>> START Reading passage
Dream to Manipulate: Compositional World Models Empowering Robot Imitation Learning with Imagination
Leonardo Barcellona, Andrii Zadaianchuk, Davide Allegro, Samuele Papa, Stefano Ghidoni, Efstratios Gavves
TL;DR
The paper tackles the brittleness of traditional world models in robotics by introducing an explicit, compositional, object-centric framework. DreMa builds a learnable digital twin $\mathcal{M}= ( \mathcal{O}_t, \mathcal{A}_t, D, \mathcal{T})$ using object-centric Gaussian Splats and a physics engine to render imagined futures and predict action consequences. It then leverages equivariant transformations to generate high-quality, novel demonstrations from a small set of originals, enabling one-shot and few-shot imitation learning that generalizes across task variations and object configurations. Empirical results in simulation and on a real Franka Panda robot show improved accuracy, robustness, and data efficiency, including a notable one-shot learning demonstration, highlighting the practical impact of combining explicit world models with learnable digital twins for robotic manipulation.
>> END Reading passage
>> START Provided material
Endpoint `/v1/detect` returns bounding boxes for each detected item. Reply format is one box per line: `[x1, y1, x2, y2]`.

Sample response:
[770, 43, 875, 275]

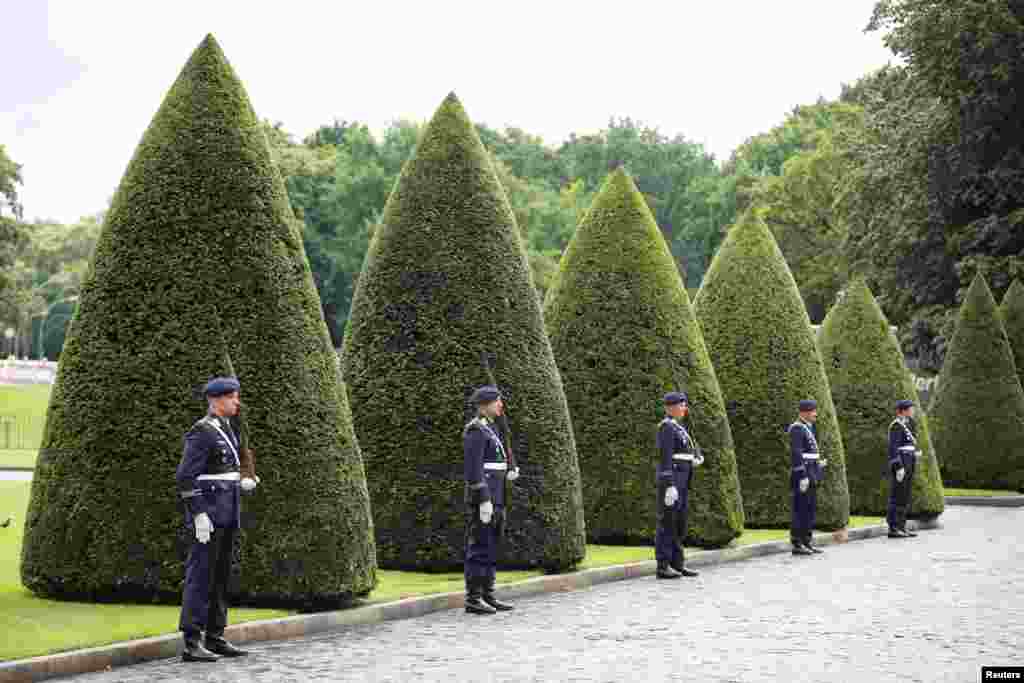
>> END Provided material
* Challenge:
Please answer these questions from the TL;DR:
1. Along with a physics engine, what does DreMa use to build its digital twin?
2. What kind of transformations does it use to generate new demonstrations?
3. Which real robot is named in the empirical results?

* Final result:
1. Object-centric Gaussian Splats
2. Equivariant transformations
3. A Franka Panda robot